Page extract »

As Mikhail Zoshchenko (image left) reported from his experience of Russian bathhouses, it’s a devil of a security problem keeping your clothes safe if your cloak and locker tickets wash off the organs of the body to which the tickets are tied. In Zoshchenko’s time, he considered it an extravagance to pay ten kopecks for a bath if that meant running the risk of losing underwear, trousers and coat to insensitive cloakroom attendants. In fact, Zoshchenko was obsessed with the problem of stolen clothes at Russian bathing establishments, because he wrote a second story about the problem. That’s the one about how an innocent bather had his entire outfit pinched while he was washing, and was then forced to beg for covering in order to get home. Imagine – the naked man covering his sex with the only thing the thief hadn’t taken, his cap, while he negotiated with the manager of the baths, a lady whom the innocent made the mistake of calling the Kursk Anomaly.

But everyone knows Zoshchenko was writing in the 1920s; that he’s quite dead; and that Russia is much more secure and civilized nowadays. No doubt Medvedeva’s trip to Montecatini has nothing to do with the fear of losing her clothes. It’s probably a present from the President on the occasion of Women’s Day, and if Medvedeva stays until March 15, for her 47th birthday. You don’t have to be a great Russian writer like Zoshchenko to acknowledge what a very generous present a wash at Montecatini makes.

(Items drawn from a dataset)
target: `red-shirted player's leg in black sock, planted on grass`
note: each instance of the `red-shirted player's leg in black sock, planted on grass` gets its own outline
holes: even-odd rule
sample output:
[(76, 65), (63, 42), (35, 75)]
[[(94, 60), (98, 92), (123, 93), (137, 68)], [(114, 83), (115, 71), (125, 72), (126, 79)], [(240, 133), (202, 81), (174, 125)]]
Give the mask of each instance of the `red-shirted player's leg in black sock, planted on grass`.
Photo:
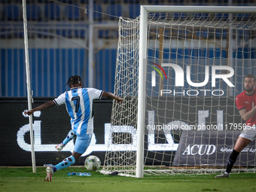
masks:
[(246, 139), (245, 137), (242, 136), (242, 134), (238, 137), (238, 139), (236, 140), (236, 145), (233, 148), (233, 151), (230, 154), (230, 157), (227, 161), (226, 171), (224, 172), (224, 174), (216, 175), (215, 178), (228, 178), (230, 176), (230, 172), (233, 167), (233, 164), (236, 163), (236, 159), (239, 153), (242, 151), (242, 149), (244, 149), (251, 142), (250, 139), (251, 138)]

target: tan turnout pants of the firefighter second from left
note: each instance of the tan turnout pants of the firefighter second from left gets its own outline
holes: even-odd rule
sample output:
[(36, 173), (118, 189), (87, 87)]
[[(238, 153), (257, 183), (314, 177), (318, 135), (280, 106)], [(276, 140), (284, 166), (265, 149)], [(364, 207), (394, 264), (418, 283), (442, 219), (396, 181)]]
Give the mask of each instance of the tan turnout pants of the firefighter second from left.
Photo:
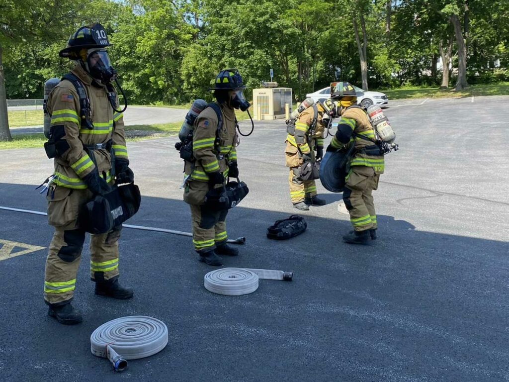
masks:
[(184, 190), (184, 201), (191, 208), (192, 242), (197, 253), (212, 251), (228, 240), (226, 216), (228, 209), (211, 211), (203, 206), (208, 183), (188, 181)]

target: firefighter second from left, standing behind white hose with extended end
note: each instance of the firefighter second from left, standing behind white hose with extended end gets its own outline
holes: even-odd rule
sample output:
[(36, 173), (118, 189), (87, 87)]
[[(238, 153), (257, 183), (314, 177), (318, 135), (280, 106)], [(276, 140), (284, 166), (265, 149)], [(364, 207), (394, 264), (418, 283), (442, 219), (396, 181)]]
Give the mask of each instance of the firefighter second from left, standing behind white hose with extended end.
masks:
[[(228, 206), (219, 199), (226, 179), (238, 177), (238, 136), (235, 108), (247, 110), (245, 86), (237, 69), (222, 70), (215, 79), (214, 97), (194, 122), (192, 151), (194, 160), (185, 161), (184, 201), (191, 208), (194, 250), (200, 261), (220, 266), (218, 255), (236, 256), (238, 250), (227, 244)], [(207, 202), (206, 202), (207, 199)]]

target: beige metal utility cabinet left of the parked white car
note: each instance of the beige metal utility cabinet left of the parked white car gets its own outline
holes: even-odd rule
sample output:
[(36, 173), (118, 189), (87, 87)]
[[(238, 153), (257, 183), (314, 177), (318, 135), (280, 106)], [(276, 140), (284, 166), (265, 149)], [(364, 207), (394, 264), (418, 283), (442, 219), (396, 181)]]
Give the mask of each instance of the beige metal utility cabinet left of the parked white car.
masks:
[(292, 88), (253, 89), (254, 119), (282, 119), (287, 113), (292, 113)]

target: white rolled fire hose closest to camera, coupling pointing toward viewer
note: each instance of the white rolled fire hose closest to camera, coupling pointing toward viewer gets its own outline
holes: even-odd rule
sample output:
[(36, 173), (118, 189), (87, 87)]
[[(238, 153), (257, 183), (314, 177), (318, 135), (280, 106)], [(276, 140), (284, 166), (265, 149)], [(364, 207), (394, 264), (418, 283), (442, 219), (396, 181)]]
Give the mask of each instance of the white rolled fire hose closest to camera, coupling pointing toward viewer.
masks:
[(103, 323), (90, 336), (90, 349), (107, 358), (115, 371), (123, 371), (127, 360), (153, 356), (168, 343), (168, 328), (157, 318), (128, 316)]

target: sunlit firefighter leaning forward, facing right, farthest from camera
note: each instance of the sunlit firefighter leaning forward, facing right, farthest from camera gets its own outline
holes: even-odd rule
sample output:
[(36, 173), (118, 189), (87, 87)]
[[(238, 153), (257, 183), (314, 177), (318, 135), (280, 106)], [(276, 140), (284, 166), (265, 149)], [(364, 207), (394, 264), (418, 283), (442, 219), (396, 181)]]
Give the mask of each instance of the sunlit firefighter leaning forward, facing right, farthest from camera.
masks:
[(322, 104), (313, 104), (302, 111), (295, 125), (289, 124), (286, 139), (286, 166), (290, 168), (288, 183), (293, 206), (301, 211), (309, 210), (309, 205), (323, 206), (326, 201), (318, 198), (315, 180), (301, 179), (301, 166), (323, 157), (325, 122)]

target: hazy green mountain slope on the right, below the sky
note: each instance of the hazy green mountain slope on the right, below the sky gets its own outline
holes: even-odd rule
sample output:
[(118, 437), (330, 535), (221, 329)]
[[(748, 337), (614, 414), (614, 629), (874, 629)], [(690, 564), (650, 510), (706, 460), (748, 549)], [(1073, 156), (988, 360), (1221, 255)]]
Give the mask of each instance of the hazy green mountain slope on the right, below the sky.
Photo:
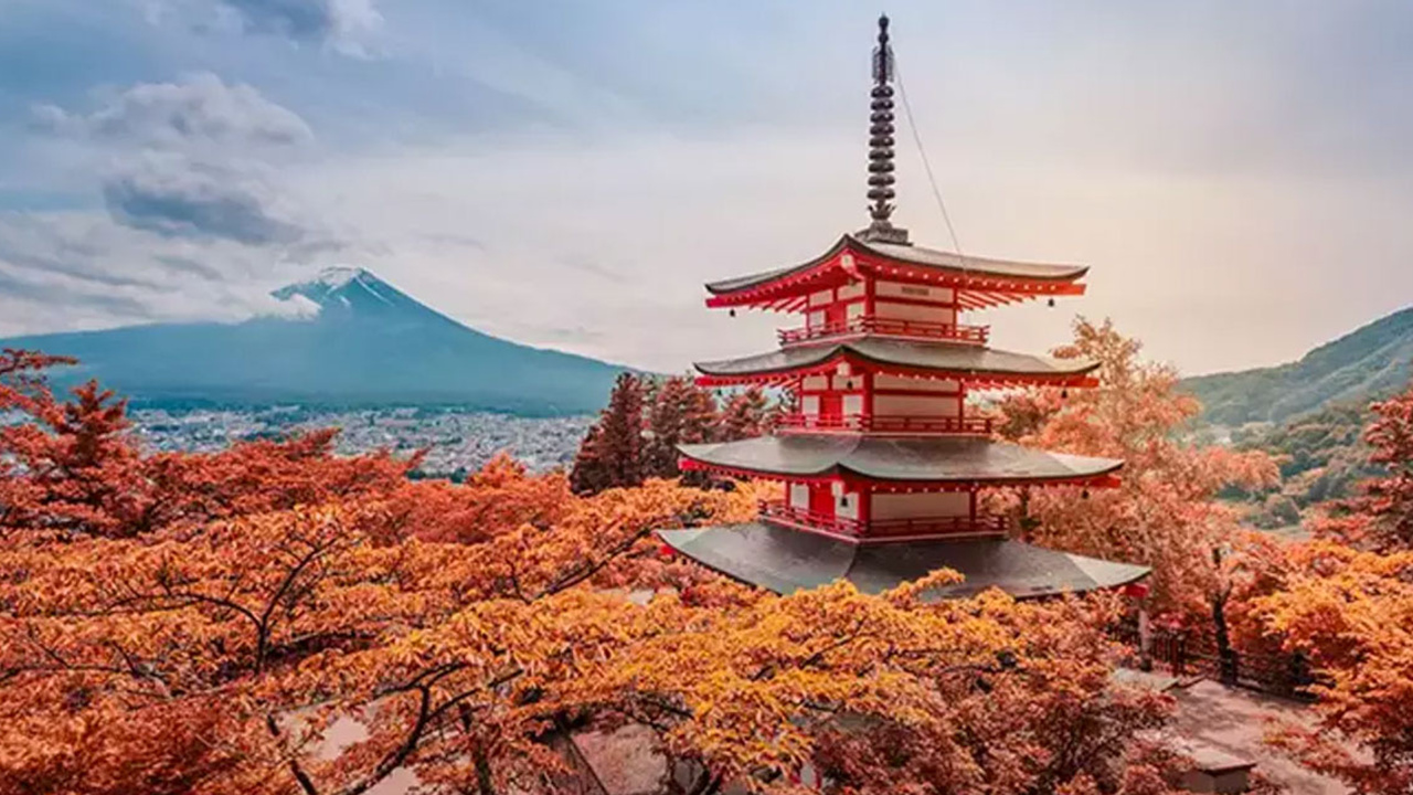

Task description »
Repeat the passage about Zoshchenko and the bathhouses word for word, from "But everyone knows" to "at Montecatini makes.".

Result of the task »
But everyone knows Zoshchenko was writing in the 1920s; that he’s quite dead; and that Russia is much more secure and civilized nowadays. No doubt Medvedeva’s trip to Montecatini has nothing to do with the fear of losing her clothes. It’s probably a present from the President on the occasion of Women’s Day, and if Medvedeva stays until March 15, for her 47th birthday. You don’t have to be a great Russian writer like Zoshchenko to acknowledge what a very generous present a wash at Montecatini makes.